Please rewrite the lines from the first one up to and including the line with "column 357, row 352", putting "charcoal gray blazer" in place of "navy blue blazer" and changing nothing else. Leave the pictures out of your answer.

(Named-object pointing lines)
[Begin]

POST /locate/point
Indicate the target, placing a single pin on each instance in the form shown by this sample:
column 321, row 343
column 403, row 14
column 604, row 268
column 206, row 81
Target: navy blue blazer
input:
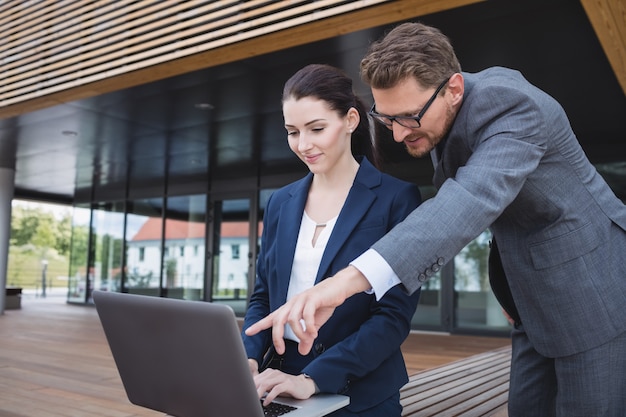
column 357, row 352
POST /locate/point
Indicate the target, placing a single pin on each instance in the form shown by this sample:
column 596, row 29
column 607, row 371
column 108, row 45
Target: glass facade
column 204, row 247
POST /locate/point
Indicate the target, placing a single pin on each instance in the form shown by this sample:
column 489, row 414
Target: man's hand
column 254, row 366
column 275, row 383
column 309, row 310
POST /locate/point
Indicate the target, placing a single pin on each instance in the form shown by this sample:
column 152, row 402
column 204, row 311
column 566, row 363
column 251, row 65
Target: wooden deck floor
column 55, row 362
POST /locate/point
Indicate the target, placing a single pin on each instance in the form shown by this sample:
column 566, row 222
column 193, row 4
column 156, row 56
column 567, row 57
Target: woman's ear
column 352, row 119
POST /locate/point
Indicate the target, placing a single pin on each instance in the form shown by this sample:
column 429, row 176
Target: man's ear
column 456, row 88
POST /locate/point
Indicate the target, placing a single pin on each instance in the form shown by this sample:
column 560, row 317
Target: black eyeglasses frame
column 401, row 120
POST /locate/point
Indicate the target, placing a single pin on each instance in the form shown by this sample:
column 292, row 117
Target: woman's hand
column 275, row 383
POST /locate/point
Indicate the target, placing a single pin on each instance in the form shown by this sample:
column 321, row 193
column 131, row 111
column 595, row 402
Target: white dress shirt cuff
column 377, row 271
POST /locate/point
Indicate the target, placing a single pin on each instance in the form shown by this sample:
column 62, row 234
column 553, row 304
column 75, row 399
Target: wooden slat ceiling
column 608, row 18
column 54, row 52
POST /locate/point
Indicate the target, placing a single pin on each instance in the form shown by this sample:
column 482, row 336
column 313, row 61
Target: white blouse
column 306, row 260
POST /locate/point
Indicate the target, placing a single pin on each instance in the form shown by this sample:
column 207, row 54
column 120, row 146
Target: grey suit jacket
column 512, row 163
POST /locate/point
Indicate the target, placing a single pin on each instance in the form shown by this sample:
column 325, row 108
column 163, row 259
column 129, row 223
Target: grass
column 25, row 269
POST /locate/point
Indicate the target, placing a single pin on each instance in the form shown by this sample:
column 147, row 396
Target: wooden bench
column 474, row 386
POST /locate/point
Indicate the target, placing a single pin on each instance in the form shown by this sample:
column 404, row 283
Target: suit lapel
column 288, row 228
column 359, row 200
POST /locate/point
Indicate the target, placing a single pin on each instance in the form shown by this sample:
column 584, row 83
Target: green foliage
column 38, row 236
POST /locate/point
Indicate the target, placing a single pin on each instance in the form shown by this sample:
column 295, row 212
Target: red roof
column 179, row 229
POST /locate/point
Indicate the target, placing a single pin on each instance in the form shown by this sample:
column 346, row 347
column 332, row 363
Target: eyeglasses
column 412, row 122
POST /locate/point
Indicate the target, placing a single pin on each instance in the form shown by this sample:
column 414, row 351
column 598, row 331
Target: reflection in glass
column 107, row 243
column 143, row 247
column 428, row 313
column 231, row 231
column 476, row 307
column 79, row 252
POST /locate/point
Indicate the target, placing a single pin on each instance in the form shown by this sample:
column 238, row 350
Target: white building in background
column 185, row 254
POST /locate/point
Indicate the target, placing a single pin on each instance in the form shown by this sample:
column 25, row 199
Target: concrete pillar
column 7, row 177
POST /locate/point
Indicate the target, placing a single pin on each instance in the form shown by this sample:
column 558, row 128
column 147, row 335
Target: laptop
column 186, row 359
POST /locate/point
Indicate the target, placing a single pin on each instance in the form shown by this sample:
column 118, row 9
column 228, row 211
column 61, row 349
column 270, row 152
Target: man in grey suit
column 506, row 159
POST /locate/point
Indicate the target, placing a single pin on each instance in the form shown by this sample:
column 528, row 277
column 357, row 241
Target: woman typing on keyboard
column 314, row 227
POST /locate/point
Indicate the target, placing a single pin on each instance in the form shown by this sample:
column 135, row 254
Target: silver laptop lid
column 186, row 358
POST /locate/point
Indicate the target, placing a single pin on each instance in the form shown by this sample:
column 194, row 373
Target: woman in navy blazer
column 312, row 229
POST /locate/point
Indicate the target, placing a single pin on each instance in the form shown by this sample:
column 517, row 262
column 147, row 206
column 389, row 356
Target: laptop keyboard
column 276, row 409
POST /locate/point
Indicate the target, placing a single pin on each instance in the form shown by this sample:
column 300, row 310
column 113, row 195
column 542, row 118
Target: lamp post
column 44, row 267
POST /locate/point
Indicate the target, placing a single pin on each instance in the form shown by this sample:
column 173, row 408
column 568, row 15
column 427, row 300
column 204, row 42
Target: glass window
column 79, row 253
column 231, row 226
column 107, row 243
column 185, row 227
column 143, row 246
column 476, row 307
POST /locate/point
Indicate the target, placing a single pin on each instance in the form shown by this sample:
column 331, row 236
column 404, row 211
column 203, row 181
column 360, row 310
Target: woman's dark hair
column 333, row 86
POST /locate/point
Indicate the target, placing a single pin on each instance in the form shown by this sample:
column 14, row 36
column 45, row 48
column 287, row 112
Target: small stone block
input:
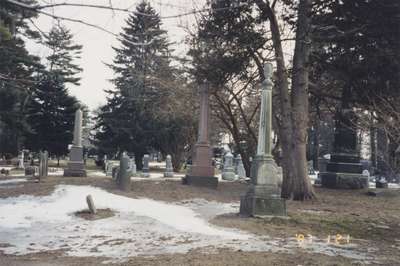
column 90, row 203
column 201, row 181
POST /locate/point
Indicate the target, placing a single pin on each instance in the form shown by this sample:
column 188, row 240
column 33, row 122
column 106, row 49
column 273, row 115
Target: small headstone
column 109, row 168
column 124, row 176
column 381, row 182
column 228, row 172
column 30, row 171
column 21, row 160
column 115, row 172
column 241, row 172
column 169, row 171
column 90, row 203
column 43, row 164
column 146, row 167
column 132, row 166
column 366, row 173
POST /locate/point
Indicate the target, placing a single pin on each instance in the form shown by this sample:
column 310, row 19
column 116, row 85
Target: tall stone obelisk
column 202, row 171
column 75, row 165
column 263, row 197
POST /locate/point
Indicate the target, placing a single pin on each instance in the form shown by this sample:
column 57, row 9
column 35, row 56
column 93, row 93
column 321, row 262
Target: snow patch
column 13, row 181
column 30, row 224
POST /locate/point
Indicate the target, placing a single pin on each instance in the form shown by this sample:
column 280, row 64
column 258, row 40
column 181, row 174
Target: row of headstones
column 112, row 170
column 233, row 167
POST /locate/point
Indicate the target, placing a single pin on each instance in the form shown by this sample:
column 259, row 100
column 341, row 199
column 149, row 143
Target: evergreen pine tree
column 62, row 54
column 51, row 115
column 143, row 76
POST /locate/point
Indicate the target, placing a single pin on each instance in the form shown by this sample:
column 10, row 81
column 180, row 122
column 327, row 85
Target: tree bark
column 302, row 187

[End]

- Complete answer
POST /locate/point
Indicate the target, placing a single pin on each instance in the form shown by this sample:
column 321, row 343
column 403, row 14
column 604, row 268
column 206, row 81
Target: charcoal gray blazer
input:
column 357, row 352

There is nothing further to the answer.